::: Excerpted records

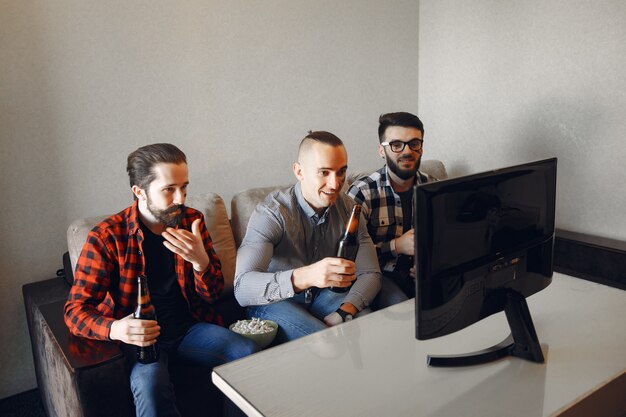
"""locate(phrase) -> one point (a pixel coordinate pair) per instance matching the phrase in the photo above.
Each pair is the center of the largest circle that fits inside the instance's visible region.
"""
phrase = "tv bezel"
(512, 304)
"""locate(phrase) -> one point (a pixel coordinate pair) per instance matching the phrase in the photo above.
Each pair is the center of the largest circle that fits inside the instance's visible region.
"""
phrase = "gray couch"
(78, 377)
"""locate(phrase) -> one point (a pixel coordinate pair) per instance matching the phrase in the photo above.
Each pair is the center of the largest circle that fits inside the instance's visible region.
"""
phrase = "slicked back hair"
(402, 119)
(320, 136)
(140, 163)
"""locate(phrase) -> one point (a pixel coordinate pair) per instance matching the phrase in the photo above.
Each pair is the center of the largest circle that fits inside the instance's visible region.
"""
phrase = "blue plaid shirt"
(382, 209)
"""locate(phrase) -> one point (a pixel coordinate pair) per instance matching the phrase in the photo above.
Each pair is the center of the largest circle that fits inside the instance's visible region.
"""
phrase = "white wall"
(505, 82)
(236, 84)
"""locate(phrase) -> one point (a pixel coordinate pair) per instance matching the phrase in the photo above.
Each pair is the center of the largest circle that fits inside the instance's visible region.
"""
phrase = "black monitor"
(483, 243)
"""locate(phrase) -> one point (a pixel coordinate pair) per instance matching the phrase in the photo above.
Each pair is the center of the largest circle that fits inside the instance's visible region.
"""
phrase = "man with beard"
(159, 237)
(386, 197)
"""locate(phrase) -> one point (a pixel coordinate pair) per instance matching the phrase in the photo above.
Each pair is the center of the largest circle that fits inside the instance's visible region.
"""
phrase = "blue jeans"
(204, 345)
(390, 293)
(296, 318)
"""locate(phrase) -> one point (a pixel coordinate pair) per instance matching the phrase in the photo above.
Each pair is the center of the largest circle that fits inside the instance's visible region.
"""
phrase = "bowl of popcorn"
(262, 332)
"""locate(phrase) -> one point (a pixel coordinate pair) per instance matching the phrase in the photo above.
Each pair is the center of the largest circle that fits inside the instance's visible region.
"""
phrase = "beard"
(167, 216)
(405, 174)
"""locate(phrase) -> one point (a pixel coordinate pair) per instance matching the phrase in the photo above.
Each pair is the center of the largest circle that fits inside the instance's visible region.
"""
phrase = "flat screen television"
(483, 243)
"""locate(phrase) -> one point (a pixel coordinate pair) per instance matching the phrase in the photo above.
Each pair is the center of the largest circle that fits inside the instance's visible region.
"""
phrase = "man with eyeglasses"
(386, 198)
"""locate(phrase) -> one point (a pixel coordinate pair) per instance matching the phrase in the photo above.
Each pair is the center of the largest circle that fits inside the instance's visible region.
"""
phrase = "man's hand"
(135, 331)
(187, 244)
(334, 318)
(329, 272)
(405, 244)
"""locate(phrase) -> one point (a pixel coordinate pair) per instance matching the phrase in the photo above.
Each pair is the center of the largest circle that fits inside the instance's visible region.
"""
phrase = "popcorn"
(254, 326)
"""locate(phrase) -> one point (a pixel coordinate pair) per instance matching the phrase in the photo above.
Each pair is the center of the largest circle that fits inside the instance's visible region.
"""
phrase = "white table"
(374, 366)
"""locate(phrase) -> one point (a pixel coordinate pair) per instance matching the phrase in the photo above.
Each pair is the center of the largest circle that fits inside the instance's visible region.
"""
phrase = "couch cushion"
(216, 219)
(244, 202)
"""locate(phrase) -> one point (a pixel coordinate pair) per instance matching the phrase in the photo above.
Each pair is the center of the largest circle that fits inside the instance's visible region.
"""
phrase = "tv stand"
(522, 342)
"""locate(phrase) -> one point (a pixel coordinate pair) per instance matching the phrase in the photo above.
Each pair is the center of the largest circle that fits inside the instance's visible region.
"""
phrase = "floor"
(26, 404)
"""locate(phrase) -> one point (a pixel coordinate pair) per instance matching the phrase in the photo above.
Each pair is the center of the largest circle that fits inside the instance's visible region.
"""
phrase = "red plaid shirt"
(105, 280)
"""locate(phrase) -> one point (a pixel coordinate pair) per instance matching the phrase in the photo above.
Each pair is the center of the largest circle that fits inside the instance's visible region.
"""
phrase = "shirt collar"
(384, 177)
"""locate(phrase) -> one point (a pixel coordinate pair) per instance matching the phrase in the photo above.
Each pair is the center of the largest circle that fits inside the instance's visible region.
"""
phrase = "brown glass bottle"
(348, 245)
(145, 311)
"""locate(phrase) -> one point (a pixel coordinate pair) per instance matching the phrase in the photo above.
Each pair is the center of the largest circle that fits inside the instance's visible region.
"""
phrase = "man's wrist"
(392, 247)
(345, 316)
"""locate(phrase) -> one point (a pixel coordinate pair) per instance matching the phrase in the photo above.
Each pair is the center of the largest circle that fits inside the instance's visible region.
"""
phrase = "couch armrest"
(70, 375)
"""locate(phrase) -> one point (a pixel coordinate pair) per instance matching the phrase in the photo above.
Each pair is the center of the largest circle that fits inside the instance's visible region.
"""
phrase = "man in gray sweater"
(286, 264)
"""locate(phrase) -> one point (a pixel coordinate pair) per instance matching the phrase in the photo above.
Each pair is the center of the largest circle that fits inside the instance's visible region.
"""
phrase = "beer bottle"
(145, 311)
(348, 245)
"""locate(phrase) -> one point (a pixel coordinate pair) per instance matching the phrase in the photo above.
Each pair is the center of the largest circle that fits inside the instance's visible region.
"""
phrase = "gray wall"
(504, 82)
(236, 84)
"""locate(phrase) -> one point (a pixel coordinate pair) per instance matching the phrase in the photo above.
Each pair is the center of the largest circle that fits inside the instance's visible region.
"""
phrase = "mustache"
(174, 208)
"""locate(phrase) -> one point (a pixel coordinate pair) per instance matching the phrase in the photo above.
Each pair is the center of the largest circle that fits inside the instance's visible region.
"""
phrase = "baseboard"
(593, 258)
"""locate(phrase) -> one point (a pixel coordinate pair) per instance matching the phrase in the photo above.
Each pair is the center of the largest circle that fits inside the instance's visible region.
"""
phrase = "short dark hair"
(402, 119)
(320, 136)
(140, 163)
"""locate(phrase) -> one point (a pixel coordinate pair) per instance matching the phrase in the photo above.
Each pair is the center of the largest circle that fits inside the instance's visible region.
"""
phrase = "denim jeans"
(204, 345)
(296, 318)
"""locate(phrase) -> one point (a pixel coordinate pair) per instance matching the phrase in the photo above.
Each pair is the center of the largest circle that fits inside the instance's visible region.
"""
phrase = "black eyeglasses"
(397, 146)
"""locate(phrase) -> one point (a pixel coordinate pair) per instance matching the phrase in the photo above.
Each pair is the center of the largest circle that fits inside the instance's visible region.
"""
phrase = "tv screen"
(481, 239)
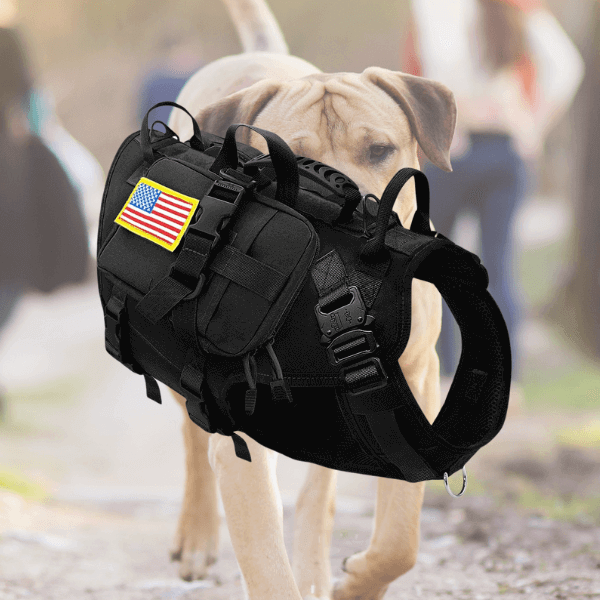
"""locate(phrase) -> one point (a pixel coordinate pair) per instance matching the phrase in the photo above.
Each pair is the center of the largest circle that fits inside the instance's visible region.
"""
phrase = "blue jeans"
(490, 180)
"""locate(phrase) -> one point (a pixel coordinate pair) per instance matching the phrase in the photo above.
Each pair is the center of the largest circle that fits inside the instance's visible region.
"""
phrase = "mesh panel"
(461, 422)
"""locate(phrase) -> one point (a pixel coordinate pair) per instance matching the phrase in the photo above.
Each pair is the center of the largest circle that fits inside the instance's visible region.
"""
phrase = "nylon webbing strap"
(115, 324)
(183, 279)
(377, 409)
(208, 303)
(248, 272)
(329, 276)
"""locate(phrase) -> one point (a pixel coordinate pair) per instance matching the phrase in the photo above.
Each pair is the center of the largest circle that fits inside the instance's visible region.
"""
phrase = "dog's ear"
(429, 106)
(240, 107)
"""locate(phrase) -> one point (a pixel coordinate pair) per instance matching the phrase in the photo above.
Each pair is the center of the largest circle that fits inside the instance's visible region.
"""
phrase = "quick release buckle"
(365, 376)
(342, 313)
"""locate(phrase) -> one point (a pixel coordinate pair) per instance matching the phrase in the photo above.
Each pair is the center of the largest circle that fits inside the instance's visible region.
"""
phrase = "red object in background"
(526, 5)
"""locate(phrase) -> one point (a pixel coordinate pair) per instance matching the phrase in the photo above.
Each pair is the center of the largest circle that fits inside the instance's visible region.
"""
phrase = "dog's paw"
(351, 587)
(196, 554)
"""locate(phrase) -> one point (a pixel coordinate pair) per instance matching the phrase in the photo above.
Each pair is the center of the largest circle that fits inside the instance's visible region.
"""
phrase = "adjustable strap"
(192, 381)
(263, 280)
(115, 322)
(185, 278)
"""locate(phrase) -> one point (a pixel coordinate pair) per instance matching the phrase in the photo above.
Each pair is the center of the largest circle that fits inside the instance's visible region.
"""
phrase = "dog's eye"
(379, 152)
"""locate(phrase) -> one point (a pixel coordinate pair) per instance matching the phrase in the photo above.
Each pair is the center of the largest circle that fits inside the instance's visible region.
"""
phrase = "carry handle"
(195, 141)
(420, 223)
(282, 158)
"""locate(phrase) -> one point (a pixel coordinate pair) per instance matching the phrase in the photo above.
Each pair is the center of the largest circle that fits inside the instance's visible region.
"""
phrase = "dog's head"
(367, 125)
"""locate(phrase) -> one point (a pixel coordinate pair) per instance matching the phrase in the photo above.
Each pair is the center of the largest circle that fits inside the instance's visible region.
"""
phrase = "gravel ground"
(79, 424)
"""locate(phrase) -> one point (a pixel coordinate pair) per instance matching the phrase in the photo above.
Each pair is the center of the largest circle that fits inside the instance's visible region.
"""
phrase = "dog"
(367, 125)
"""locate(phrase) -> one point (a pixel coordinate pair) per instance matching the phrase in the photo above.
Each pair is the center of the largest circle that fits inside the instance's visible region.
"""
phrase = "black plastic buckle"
(374, 377)
(216, 208)
(195, 286)
(351, 345)
(113, 329)
(343, 313)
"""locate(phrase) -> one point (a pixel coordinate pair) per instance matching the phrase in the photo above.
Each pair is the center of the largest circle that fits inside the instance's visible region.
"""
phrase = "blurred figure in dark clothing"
(43, 239)
(164, 81)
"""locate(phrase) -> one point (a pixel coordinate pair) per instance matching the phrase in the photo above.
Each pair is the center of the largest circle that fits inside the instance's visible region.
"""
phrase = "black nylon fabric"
(271, 266)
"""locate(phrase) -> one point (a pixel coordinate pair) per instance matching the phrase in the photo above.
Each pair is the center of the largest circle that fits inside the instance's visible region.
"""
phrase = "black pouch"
(261, 258)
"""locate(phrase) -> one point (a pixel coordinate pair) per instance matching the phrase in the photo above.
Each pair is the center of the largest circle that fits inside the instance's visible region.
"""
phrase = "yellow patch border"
(169, 246)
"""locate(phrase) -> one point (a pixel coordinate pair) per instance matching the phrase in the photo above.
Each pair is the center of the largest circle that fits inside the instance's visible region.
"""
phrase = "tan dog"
(368, 126)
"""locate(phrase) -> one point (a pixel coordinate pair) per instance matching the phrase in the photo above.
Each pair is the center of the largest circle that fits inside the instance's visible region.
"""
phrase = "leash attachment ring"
(462, 491)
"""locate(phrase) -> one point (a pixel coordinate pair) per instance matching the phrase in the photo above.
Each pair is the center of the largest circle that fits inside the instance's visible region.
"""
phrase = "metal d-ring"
(464, 484)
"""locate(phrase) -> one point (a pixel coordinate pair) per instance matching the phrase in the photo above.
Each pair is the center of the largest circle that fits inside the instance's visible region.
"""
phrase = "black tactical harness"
(286, 304)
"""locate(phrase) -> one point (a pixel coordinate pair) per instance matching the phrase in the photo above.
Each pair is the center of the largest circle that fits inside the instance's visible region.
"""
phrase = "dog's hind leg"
(196, 540)
(254, 513)
(315, 510)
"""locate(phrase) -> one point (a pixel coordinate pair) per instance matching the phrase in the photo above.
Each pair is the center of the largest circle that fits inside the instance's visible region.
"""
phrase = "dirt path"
(79, 425)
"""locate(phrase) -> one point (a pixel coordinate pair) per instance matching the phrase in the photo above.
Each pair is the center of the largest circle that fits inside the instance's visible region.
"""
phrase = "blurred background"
(91, 472)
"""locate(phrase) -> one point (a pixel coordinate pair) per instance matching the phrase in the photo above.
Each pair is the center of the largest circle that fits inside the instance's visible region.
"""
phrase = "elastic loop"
(282, 158)
(462, 491)
(374, 249)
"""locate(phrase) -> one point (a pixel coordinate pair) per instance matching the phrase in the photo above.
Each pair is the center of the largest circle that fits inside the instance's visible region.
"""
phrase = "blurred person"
(43, 240)
(513, 71)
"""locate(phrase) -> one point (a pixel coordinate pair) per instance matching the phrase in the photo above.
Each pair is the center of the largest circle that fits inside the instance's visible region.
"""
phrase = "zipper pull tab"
(279, 386)
(251, 392)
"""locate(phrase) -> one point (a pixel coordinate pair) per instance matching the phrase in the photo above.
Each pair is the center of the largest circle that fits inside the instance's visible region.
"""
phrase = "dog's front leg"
(315, 510)
(254, 514)
(196, 540)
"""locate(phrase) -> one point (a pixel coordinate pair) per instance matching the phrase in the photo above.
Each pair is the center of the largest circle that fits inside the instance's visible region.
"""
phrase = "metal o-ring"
(464, 484)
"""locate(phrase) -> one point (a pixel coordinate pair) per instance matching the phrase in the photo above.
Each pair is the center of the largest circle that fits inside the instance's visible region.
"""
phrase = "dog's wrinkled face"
(366, 125)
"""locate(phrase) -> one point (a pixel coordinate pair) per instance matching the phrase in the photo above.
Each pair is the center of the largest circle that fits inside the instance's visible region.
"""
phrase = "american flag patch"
(157, 213)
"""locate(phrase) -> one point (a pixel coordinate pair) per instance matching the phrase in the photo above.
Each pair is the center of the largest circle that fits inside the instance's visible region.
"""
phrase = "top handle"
(195, 141)
(420, 224)
(282, 158)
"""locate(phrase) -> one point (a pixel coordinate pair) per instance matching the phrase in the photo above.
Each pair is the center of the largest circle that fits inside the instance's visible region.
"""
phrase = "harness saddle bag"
(277, 300)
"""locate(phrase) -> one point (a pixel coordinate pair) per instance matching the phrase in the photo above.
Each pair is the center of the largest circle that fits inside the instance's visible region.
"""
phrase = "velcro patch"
(157, 213)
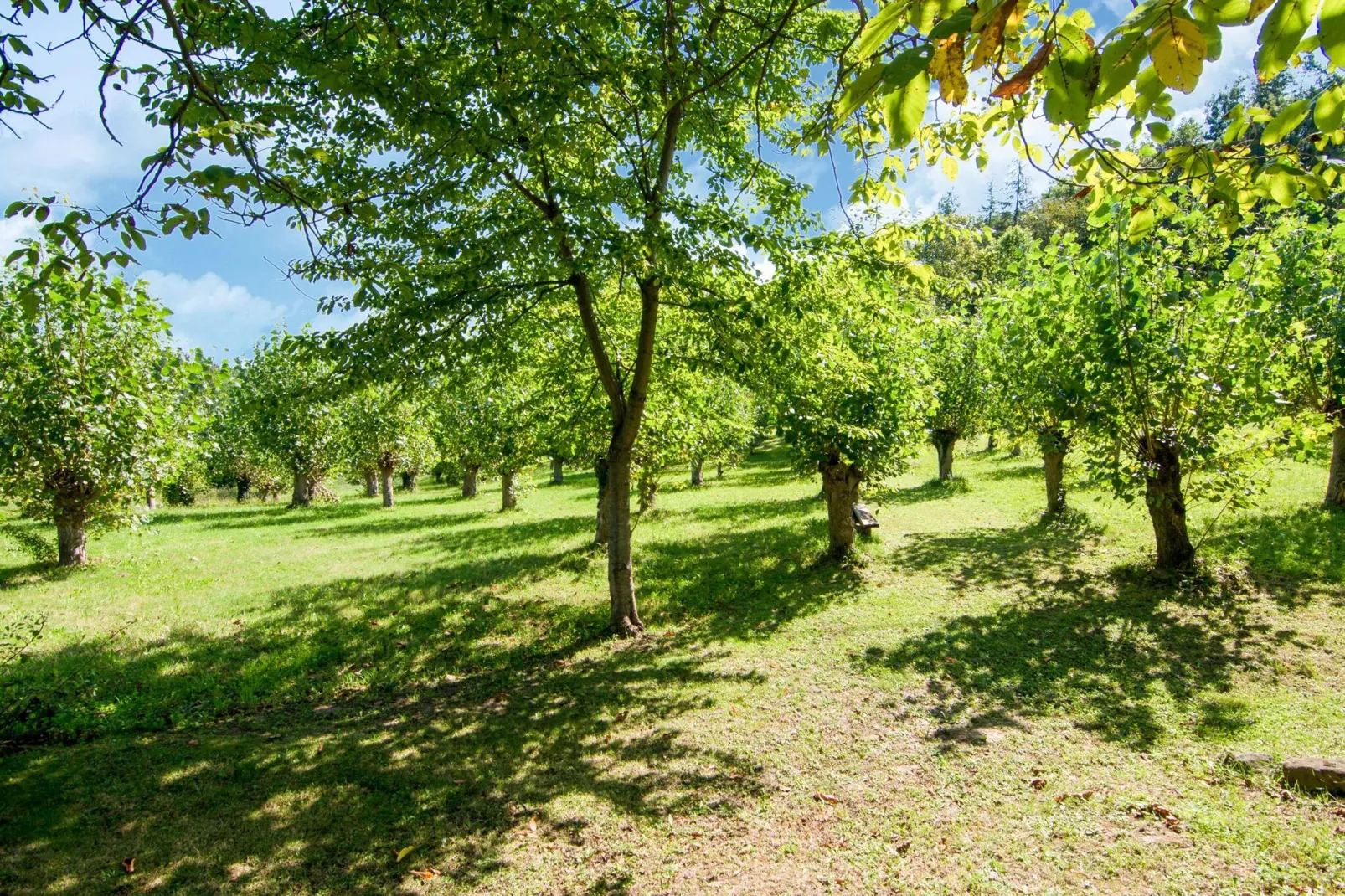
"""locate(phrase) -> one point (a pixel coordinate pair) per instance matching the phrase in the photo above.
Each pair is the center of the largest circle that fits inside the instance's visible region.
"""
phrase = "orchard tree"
(1036, 335)
(1307, 324)
(843, 369)
(232, 451)
(958, 383)
(1176, 368)
(89, 399)
(295, 410)
(385, 432)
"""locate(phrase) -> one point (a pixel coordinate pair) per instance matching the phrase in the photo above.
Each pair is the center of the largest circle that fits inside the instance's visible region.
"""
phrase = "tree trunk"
(841, 485)
(648, 489)
(1167, 509)
(603, 528)
(1336, 478)
(621, 571)
(1054, 463)
(301, 496)
(943, 443)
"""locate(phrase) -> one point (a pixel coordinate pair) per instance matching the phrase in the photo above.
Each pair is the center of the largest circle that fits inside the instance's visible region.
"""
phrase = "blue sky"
(226, 291)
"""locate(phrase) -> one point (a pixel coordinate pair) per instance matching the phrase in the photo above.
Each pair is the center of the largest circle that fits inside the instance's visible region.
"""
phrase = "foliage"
(958, 376)
(843, 365)
(293, 408)
(1173, 355)
(1034, 335)
(90, 396)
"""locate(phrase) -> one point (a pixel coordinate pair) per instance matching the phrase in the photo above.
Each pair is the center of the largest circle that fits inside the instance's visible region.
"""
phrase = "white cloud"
(211, 314)
(13, 230)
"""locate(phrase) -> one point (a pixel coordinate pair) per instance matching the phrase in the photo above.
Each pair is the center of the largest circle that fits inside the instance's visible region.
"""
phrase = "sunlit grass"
(250, 698)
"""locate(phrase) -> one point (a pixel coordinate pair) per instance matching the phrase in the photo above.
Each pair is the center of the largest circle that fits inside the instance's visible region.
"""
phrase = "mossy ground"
(250, 698)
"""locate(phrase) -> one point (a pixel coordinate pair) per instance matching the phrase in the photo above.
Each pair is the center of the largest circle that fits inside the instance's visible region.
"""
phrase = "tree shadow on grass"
(930, 490)
(1294, 554)
(1109, 654)
(1043, 550)
(744, 583)
(342, 724)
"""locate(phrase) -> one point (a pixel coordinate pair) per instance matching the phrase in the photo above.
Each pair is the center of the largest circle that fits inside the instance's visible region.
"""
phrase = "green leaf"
(1121, 61)
(1141, 222)
(860, 89)
(958, 23)
(1285, 123)
(880, 28)
(1331, 28)
(1285, 27)
(1220, 11)
(1178, 51)
(1067, 77)
(1331, 109)
(904, 109)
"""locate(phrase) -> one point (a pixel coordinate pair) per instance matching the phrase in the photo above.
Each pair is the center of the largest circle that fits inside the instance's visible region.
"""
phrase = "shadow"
(1020, 468)
(1294, 554)
(1041, 552)
(931, 490)
(346, 721)
(744, 583)
(1111, 654)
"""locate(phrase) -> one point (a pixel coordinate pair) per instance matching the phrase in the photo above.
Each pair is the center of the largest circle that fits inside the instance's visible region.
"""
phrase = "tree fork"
(1167, 507)
(1336, 474)
(841, 486)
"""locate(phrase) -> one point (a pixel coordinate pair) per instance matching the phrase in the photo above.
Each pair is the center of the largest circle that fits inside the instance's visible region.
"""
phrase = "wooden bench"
(863, 519)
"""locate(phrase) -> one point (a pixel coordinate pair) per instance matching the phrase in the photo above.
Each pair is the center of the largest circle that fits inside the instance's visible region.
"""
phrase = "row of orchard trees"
(100, 415)
(1178, 363)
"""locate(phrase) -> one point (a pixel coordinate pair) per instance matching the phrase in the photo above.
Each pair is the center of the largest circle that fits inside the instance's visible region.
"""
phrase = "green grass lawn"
(250, 698)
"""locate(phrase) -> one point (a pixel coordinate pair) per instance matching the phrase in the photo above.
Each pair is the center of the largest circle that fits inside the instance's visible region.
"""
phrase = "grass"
(250, 698)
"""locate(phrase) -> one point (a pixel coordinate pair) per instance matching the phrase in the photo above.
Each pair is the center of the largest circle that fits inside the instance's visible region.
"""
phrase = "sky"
(229, 290)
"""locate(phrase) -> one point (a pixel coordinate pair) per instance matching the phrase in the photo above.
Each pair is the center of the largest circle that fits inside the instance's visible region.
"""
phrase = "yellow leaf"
(946, 66)
(992, 38)
(1178, 50)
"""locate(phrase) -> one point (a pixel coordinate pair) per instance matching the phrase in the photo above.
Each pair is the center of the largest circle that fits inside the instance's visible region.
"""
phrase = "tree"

::::::

> [What to work on] Pick out every line above that contains the word "blue", and copy each of those lines.

> [Task result]
phrase = "blue plaid shirt"
phrase = "blue jeans"
phrase = "blue jeans"
phrase = "blue sky"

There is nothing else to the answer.